---------- Information provided ----------

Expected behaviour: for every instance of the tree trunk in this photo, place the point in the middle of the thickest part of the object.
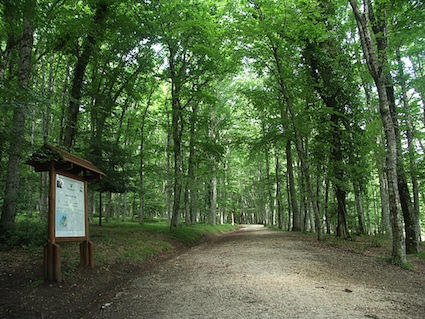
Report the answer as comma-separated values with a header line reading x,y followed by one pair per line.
x,y
213,208
278,192
177,129
361,227
17,140
411,214
83,59
376,62
296,220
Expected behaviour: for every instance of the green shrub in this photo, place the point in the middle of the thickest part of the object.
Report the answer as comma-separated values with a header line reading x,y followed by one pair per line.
x,y
27,234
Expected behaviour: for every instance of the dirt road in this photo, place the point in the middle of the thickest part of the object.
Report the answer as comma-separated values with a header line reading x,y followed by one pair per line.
x,y
259,273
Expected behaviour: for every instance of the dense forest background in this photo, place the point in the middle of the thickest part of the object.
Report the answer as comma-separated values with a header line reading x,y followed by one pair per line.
x,y
305,115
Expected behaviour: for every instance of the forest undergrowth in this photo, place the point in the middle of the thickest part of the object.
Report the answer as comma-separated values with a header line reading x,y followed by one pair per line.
x,y
123,250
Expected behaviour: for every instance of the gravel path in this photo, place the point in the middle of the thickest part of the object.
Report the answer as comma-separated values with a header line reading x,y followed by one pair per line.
x,y
259,273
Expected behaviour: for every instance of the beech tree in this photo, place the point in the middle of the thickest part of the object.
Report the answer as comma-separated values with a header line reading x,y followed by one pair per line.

----------

* _Task_
Print the records above exactly as they stand, but leave out the pictures.

* _The reply_
Expected behaviour: for every instance of the tree trunk in this photo, place the point in the middle of the thickest part of the object.
Report the answer as comma-separated values with a header line reading x,y followed by one pair per line.
x,y
213,208
278,192
177,129
361,227
17,140
411,214
83,59
376,62
296,220
Expected behaviour: for every instance of the green shrub in this photo, place the point in the middle of the thickest part of the object.
Report the answer as comma-separated values with a header line reading x,y followed by one pair per line.
x,y
27,234
Expected behaviour: for every instance of the dirt road in this photo, place the point in the middle of the thickest part of the object.
Report the answer as comma-separated values with a header line reading x,y followed by one pair per line.
x,y
259,273
Expected behaviour: for every instance of the dense forest background in this photo, place the point in the middle of the thickest part of the object.
Report the answer as comma-separated values with a header line reading x,y followed by one pair per line.
x,y
305,115
Expected behaviour: for every instance of the forest undergrowth in this photo, place the point in the middle of the thickest part of the object.
Report the answer as comma-separated values with a header line reading x,y followed by one pair per line.
x,y
123,250
Expected behaviour: for every instance of the gravel path in this photo, place the point in the middle of the thickest part of the object.
Report the answer as comma-separated values with a header line reading x,y followed by one pair per line.
x,y
259,273
Expected behaviour: for every instance of the beech tree in this photo, place the point in the middle of the thickest part of the object.
Report the answer as comma-separated values with a header line reading x,y followed by one pair per line.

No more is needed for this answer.